▶ _Task item_: Your answer must be an exact copy of the records below.

[Material for the task — start]

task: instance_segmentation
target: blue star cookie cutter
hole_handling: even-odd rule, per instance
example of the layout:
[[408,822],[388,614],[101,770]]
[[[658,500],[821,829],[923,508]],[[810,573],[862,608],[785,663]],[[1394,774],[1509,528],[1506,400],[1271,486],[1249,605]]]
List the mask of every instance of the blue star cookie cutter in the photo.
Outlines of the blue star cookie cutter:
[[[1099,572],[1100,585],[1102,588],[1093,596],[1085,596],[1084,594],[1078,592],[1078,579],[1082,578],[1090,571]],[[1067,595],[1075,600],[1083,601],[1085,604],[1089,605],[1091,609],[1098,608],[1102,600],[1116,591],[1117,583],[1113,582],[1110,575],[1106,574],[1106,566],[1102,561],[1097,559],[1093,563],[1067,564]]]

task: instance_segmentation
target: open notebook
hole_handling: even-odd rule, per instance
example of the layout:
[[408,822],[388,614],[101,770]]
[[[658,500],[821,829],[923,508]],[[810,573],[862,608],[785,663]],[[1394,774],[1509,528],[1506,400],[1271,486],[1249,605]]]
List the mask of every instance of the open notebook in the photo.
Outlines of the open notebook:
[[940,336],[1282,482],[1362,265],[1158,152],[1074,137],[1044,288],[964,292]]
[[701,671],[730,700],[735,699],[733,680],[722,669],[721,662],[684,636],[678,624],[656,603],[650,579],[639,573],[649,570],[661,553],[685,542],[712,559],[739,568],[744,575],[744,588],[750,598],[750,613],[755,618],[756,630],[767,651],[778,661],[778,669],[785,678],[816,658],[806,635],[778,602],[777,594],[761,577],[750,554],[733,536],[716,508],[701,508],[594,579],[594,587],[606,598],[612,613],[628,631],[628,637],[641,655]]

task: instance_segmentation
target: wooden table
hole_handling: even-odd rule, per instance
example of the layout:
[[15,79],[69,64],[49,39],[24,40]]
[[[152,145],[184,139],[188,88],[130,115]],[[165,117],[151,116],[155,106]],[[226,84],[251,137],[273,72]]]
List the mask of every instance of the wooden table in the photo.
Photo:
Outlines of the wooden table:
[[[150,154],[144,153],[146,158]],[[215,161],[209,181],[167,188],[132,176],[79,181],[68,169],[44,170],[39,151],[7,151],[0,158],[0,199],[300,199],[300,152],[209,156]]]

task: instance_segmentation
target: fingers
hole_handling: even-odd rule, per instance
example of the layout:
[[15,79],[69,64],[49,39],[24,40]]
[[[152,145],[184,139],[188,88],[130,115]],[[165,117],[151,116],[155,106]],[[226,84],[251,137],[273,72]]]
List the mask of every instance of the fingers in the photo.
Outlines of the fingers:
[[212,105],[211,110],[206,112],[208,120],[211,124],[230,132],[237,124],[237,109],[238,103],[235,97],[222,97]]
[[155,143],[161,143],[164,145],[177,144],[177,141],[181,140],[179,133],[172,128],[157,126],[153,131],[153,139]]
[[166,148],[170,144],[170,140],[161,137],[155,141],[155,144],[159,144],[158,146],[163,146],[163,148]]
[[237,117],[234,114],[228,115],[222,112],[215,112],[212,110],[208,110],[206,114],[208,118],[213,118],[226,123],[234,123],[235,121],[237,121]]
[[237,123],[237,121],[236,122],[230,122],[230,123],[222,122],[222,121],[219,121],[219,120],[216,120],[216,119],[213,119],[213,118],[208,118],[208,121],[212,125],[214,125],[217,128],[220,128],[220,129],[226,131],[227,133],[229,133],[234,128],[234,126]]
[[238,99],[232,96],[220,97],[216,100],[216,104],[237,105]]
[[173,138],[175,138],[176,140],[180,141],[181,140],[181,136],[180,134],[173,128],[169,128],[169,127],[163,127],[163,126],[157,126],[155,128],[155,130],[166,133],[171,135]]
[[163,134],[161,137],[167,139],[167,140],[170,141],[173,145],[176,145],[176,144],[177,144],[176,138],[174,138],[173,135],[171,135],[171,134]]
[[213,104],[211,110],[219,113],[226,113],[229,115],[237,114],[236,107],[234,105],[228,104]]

[Material for the task — finish]

▶ _Result of the exercise_:
task: instance_segmentation
target: blue star cookie cutter
hole_handling: even-odd rule, per instance
example of the layout:
[[408,822],[388,614],[101,770]]
[[[658,500],[821,829],[923,508]],[[810,573],[862,608],[785,663]],[[1394,774],[1509,528],[1506,400],[1271,486],[1249,605]]]
List the mask of every instance of the blue star cookie cutter in the photo.
Outlines of the blue star cookie cutter:
[[[1099,572],[1100,585],[1102,588],[1093,596],[1085,596],[1084,594],[1078,592],[1078,579],[1082,578],[1090,571]],[[1067,595],[1075,600],[1083,601],[1085,604],[1089,605],[1091,609],[1098,608],[1102,600],[1116,591],[1117,583],[1113,582],[1110,575],[1106,574],[1106,566],[1102,561],[1097,559],[1093,563],[1067,564]]]

task: instance_segmentation
target: open notebook
hole_handling: even-odd rule, per instance
example of the layout:
[[408,822],[388,614],[101,770]]
[[[658,500],[821,829],[923,508]],[[810,573],[862,608],[785,663]],[[1394,774],[1509,528],[1506,400],[1271,486],[1249,605]]]
List the mask of every instance of the open notebook in the photo.
Outlines of the open notebook:
[[940,336],[1282,482],[1362,265],[1158,152],[1074,137],[1044,288],[964,292]]
[[701,671],[730,700],[735,699],[733,680],[722,669],[721,662],[684,636],[678,624],[656,603],[650,579],[639,573],[649,570],[661,553],[685,542],[712,559],[739,568],[744,575],[744,588],[750,598],[750,613],[755,618],[756,630],[767,651],[778,661],[778,669],[785,678],[816,658],[806,635],[778,602],[777,594],[761,577],[750,554],[733,536],[716,508],[701,508],[594,579],[594,587],[606,598],[612,613],[628,631],[628,637],[641,655]]

task: instance_segmentation
target: wooden table
hole_handling: even-odd rule, per instance
example of the layout:
[[15,79],[69,64],[49,39],[24,40]]
[[[152,145],[184,139],[188,88],[130,115]],[[165,117],[151,116],[155,106]],[[226,84],[251,137],[273,72]]]
List the mask of every instance of the wooden table in the photo.
Photo:
Outlines of the wooden table:
[[[150,154],[144,153],[146,158]],[[215,161],[209,181],[167,188],[132,176],[79,181],[68,169],[44,170],[39,151],[7,151],[0,158],[0,199],[300,199],[300,152],[209,156]]]

task: instance_segmentation
target: fingers
hole_handling: even-odd rule, per instance
example of the layout:
[[15,79],[69,64],[49,39],[24,40]]
[[[152,145],[184,139],[188,88],[130,115]],[[165,117],[151,116],[155,106]],[[226,84],[251,137],[273,72]]]
List the mask of every instance of the fingers in the photo.
Outlines of the fingers:
[[212,105],[211,110],[206,112],[208,120],[211,124],[230,132],[237,124],[237,109],[238,103],[235,97],[222,97]]
[[155,143],[161,143],[164,145],[177,144],[177,141],[181,140],[179,133],[172,128],[157,126],[153,131],[153,139]]
[[166,148],[170,144],[170,140],[161,137],[155,141],[155,144],[159,144],[158,146],[163,146],[163,148]]
[[237,117],[234,114],[228,115],[222,112],[215,112],[212,110],[208,110],[206,114],[208,118],[213,118],[226,123],[234,123],[235,121],[237,121]]
[[237,123],[237,121],[236,122],[230,122],[230,123],[222,122],[222,121],[219,121],[219,120],[216,120],[216,119],[213,119],[213,118],[208,118],[208,121],[212,125],[214,125],[217,128],[220,128],[220,129],[226,131],[227,133],[229,133],[234,128],[234,126]]
[[238,99],[232,96],[220,97],[216,100],[216,104],[237,105]]
[[173,138],[175,138],[176,140],[180,141],[181,140],[181,136],[180,134],[173,128],[169,128],[169,127],[163,127],[163,126],[157,126],[155,128],[155,130],[166,133],[171,135]]
[[163,134],[161,137],[167,139],[167,140],[170,141],[173,145],[176,145],[176,144],[177,144],[176,138],[174,138],[173,135],[171,135],[171,134]]
[[213,104],[211,110],[219,113],[226,113],[229,115],[237,114],[236,107],[234,105],[228,104]]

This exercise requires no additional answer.